### What the exercise asks
Give back exactly the line containing "shirt in the photo above." together with all the lines after it, ending at the final line below.

^^^^^^^^

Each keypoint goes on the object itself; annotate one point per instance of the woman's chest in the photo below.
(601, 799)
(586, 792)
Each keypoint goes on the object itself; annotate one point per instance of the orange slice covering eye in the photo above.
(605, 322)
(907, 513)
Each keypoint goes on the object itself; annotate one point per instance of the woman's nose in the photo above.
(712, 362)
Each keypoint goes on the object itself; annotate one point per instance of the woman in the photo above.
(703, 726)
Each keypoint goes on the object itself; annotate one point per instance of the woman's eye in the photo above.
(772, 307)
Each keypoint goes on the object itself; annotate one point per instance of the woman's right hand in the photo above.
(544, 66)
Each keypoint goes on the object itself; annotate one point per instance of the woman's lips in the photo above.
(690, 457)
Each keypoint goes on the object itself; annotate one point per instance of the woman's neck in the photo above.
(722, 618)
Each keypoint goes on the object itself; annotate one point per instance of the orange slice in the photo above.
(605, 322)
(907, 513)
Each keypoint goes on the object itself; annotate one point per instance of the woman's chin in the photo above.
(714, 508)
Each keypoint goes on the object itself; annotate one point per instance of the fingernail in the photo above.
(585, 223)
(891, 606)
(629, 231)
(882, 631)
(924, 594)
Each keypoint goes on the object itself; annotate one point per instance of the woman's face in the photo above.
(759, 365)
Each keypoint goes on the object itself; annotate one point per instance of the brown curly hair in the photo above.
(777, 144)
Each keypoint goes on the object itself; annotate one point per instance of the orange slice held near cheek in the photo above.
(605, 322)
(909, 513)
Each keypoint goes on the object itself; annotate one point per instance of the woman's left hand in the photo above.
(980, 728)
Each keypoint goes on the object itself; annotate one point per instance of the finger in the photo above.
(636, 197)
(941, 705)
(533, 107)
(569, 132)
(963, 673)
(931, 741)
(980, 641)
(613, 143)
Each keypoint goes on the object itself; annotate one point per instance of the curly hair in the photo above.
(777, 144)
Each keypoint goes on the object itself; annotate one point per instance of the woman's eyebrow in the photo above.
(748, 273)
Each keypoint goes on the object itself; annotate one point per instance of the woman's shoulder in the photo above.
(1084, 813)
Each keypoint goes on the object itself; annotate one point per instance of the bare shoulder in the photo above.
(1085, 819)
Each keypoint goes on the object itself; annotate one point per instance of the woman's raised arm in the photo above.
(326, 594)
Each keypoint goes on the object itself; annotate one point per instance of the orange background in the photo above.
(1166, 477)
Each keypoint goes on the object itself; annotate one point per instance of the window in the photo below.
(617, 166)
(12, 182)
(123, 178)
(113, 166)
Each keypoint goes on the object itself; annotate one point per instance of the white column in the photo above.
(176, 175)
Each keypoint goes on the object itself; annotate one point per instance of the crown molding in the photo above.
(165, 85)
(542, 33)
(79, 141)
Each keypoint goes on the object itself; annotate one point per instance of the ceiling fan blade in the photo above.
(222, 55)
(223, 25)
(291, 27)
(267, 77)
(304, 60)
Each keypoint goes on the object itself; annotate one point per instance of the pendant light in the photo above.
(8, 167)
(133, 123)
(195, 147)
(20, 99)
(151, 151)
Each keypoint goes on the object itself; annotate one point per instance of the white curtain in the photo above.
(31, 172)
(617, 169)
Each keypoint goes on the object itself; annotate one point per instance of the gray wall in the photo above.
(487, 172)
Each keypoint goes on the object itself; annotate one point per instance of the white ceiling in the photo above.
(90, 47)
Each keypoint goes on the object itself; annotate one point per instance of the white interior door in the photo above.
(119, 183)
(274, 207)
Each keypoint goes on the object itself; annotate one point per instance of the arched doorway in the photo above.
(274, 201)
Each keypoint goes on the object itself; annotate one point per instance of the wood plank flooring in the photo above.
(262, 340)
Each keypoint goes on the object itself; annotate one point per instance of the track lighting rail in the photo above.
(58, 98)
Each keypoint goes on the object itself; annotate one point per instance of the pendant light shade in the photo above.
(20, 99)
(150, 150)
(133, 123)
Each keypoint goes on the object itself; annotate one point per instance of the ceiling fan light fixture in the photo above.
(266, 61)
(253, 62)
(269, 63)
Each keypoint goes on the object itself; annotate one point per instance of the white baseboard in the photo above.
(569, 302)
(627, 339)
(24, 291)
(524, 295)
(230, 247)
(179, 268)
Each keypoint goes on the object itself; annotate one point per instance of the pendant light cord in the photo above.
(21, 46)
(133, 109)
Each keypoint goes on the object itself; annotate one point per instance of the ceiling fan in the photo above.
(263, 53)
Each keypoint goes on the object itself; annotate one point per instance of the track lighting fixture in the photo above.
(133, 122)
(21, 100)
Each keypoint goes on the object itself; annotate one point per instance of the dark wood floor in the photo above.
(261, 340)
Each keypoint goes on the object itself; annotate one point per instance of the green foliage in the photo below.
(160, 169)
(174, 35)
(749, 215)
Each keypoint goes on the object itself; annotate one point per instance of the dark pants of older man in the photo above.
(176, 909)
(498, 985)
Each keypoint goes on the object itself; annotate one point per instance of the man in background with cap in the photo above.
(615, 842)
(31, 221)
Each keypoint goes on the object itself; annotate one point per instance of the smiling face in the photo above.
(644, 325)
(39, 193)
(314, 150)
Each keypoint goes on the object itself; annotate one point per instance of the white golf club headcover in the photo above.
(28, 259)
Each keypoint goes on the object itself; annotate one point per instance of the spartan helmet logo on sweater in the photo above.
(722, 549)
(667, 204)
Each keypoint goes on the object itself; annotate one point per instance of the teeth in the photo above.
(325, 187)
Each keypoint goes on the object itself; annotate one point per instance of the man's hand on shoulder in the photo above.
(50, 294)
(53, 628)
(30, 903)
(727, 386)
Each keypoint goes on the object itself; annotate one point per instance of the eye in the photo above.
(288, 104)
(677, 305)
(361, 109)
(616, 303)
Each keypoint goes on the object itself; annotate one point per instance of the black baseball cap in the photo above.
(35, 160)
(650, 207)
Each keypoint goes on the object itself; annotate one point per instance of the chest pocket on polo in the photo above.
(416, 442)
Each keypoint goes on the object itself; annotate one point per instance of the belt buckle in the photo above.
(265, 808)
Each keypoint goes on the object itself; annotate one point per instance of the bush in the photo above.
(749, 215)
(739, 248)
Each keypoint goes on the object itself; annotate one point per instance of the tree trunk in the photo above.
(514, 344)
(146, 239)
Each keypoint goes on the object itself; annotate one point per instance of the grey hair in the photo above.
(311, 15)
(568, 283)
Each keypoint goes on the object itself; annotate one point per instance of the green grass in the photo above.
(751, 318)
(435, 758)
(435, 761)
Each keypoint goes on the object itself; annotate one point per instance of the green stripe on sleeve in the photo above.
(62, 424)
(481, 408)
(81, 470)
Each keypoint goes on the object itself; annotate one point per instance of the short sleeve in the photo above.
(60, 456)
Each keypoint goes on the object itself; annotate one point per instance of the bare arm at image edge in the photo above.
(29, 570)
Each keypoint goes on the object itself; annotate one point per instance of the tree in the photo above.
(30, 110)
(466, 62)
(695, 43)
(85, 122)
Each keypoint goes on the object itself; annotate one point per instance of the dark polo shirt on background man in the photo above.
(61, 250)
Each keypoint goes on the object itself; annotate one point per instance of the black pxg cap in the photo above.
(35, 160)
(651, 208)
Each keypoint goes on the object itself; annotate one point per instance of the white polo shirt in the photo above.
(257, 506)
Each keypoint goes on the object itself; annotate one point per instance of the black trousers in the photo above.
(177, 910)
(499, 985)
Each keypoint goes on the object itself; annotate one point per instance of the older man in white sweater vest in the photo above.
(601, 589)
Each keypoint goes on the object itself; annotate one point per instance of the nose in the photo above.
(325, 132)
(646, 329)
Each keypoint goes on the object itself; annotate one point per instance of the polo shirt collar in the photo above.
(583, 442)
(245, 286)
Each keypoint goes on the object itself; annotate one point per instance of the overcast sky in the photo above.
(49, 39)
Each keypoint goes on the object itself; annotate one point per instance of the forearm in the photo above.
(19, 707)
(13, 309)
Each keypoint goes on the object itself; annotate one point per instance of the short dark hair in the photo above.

^^^^^^^^

### Problem solution
Each keypoint goes on the object itself; annotate one point per instance of the white polo shirt in the photo above.
(257, 506)
Each keypoint goes on the object itself; annotate one point per instance of the black trousers in the photo above.
(177, 910)
(499, 985)
Each keypoint goes on the object itself; annotate one point per instance of the older man in white sweater vest in the photo above.
(601, 589)
Each keypoint goes on the object itself; annotate one point per instance of the nose in the photo above.
(325, 132)
(646, 329)
Each keypoint goes on the object itself; annotate one point per instance of the polo shirt collar in the photo above.
(583, 442)
(245, 286)
Each keypoint goes on the object itself; annotate one point per instance of the overcast sky in the photo above.
(49, 39)
Each keypoint goes on the object itself; annotate one point per instance of the forearm in the photo above.
(19, 707)
(13, 309)
Each keypoint goes on the object itself; annotate one point per instance of the short dark hair in the photo above.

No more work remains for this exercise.